Some form of public speaking instruction has been offered at Kansas State University since it was founded in 1863. In 1898, the college (then called Kansas State Agricultural College) created the "Department of Oratory." The first Professor of Oratory was Frederick Metcalf, who came to KSAC from Emerson College in Boston at the invitation of President Will.

Around 1903, the Department of Oratory changed names to the "Department of Public Speaking;" the name changed again to the "Department of Speech" in the 1920's. After radio and theatre were added, our department became the "Rhetoric/Communication Division" within the Department of Speech and Theatre. The name changed to "Speech Communication" in the late 1980's, and then to "Communication Studies" in 2008. In July 2012 with the creation of the School of Music, Theatre, and Dance we became a stand alone department. We are the Department of Communication Studies.

The education of students in the field of communication has an important tradition at K-State. In its earliest history, the university (KSAC) placed emphasis on teaching students to be polished citizens. Up until the 20th century, students could not graduate until they had delivered an original oration (based on their senior thesis project, which they all had to write) before the entire faculty and student body at chapel. It was a rite of passage to prove that students were educated men or women. Until the early 19th century, students were required to take four semesters of public speaking (Oratory 1, 2, 3 and Extemporaneous speaking). Thus, students took a required communication course every year during their 4 years at KSCA.

Integral to the history of our department is the history of debate and forensics on campus. Kansas State Agricultural College's first intercollegiate debate competition was in 1905 against Fairmont College (now Wichita State). Our department's team had both male and female members.

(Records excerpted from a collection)
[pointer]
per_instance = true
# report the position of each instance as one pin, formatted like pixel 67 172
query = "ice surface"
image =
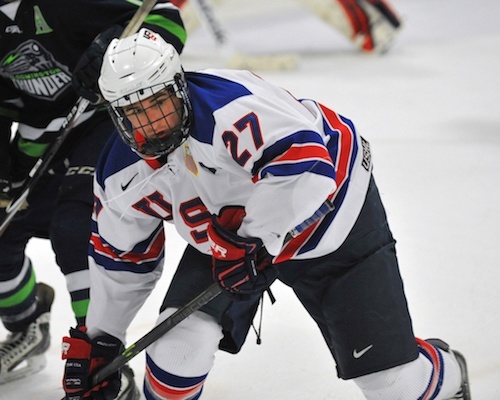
pixel 431 110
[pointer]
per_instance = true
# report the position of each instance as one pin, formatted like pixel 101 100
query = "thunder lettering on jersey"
pixel 33 70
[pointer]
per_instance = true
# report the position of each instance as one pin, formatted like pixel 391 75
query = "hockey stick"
pixel 185 311
pixel 235 59
pixel 182 313
pixel 69 123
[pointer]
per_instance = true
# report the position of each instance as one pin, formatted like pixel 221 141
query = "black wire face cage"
pixel 158 122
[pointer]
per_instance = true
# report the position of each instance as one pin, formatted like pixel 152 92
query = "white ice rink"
pixel 431 110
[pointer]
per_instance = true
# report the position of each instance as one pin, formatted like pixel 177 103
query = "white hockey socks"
pixel 435 374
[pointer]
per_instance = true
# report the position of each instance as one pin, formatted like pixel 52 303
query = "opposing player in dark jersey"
pixel 41 43
pixel 259 184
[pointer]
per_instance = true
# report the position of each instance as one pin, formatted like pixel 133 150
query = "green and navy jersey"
pixel 40 43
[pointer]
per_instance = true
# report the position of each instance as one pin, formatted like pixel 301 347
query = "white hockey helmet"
pixel 134 69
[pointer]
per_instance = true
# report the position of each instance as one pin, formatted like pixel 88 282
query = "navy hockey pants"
pixel 60 208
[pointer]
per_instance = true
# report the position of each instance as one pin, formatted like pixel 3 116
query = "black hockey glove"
pixel 241 266
pixel 88 68
pixel 84 356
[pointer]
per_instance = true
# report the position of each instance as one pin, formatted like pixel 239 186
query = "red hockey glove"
pixel 83 357
pixel 88 68
pixel 240 265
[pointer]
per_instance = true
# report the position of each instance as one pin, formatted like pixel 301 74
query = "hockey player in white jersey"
pixel 236 163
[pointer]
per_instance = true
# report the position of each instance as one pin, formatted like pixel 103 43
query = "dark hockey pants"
pixel 60 208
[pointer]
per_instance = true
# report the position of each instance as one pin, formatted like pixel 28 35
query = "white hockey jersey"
pixel 251 144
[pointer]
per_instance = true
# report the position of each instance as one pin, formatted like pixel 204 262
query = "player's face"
pixel 156 116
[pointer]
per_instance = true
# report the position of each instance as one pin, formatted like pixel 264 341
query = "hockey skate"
pixel 128 389
pixel 464 393
pixel 22 354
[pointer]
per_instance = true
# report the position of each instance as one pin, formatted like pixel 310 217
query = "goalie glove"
pixel 88 68
pixel 240 265
pixel 83 357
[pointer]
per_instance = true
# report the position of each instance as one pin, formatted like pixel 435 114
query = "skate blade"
pixel 28 367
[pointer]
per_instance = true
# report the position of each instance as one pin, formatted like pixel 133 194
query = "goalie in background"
pixel 41 46
pixel 244 169
pixel 371 25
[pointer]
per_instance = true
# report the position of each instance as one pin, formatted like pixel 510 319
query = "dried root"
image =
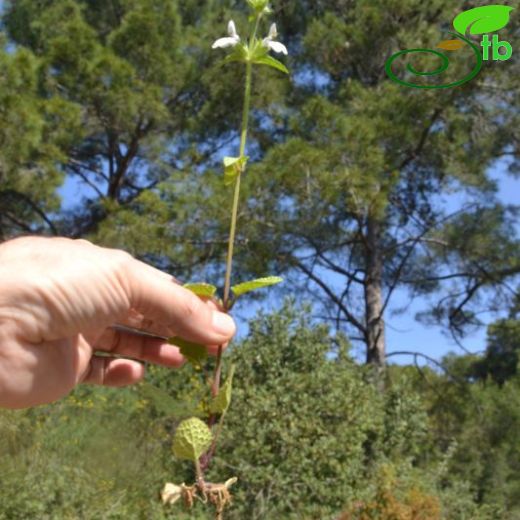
pixel 216 494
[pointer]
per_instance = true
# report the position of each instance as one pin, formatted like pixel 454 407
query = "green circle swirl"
pixel 439 70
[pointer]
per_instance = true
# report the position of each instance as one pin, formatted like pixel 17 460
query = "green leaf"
pixel 253 285
pixel 272 62
pixel 166 404
pixel 259 6
pixel 233 167
pixel 221 402
pixel 485 19
pixel 194 353
pixel 205 290
pixel 240 54
pixel 192 439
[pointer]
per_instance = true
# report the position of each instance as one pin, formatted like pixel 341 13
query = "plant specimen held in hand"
pixel 195 439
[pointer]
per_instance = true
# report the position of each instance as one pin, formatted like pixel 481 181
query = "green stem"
pixel 233 228
pixel 236 197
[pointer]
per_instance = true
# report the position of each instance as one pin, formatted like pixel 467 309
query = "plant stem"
pixel 236 197
pixel 232 235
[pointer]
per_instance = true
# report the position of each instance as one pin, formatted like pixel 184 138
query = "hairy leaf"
pixel 233 167
pixel 272 62
pixel 253 285
pixel 193 352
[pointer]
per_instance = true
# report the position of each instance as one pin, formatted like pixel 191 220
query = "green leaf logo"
pixel 481 20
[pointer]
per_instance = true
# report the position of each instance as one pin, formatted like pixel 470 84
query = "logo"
pixel 478 21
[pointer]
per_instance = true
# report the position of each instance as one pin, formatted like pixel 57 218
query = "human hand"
pixel 58 301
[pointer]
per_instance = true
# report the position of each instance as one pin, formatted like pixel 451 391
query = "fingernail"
pixel 223 324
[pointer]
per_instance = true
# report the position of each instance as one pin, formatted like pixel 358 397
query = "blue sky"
pixel 403 332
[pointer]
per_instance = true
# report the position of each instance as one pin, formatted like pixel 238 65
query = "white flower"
pixel 229 41
pixel 273 45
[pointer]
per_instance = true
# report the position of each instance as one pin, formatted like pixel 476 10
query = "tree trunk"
pixel 375 335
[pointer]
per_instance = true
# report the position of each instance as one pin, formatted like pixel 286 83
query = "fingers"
pixel 141 348
pixel 113 372
pixel 177 308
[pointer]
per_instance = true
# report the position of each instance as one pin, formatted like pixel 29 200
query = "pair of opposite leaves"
pixel 480 20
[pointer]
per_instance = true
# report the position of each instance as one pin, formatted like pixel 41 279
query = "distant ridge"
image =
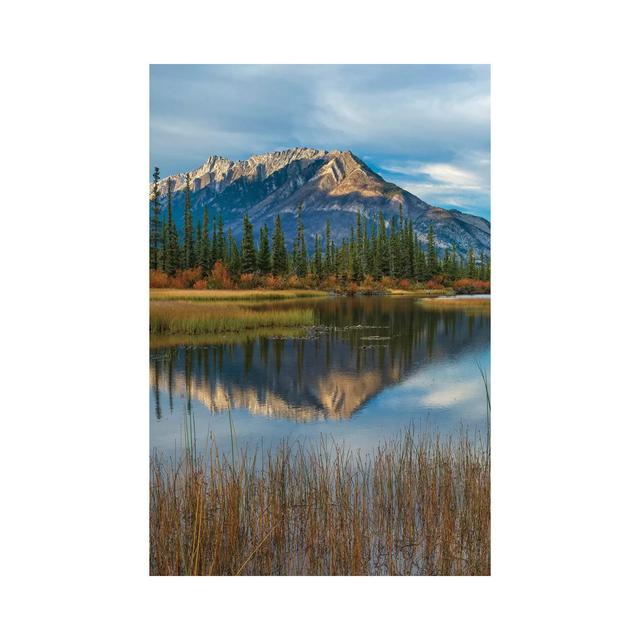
pixel 332 185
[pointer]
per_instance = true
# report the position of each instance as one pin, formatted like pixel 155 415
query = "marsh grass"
pixel 198 318
pixel 204 295
pixel 470 303
pixel 419 505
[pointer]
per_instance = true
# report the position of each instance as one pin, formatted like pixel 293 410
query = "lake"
pixel 371 367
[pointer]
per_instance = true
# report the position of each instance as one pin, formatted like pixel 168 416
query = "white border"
pixel 565 182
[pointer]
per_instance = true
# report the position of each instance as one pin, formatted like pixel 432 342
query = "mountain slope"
pixel 331 185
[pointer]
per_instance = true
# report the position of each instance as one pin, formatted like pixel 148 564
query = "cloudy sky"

• [Exercise prompt]
According to the department history text above, against which college did Kansas State Agricultural College hold its first intercollegiate debate competition?

• [Solution for this exercise]
Fairmont College (now Wichita State), in 1905.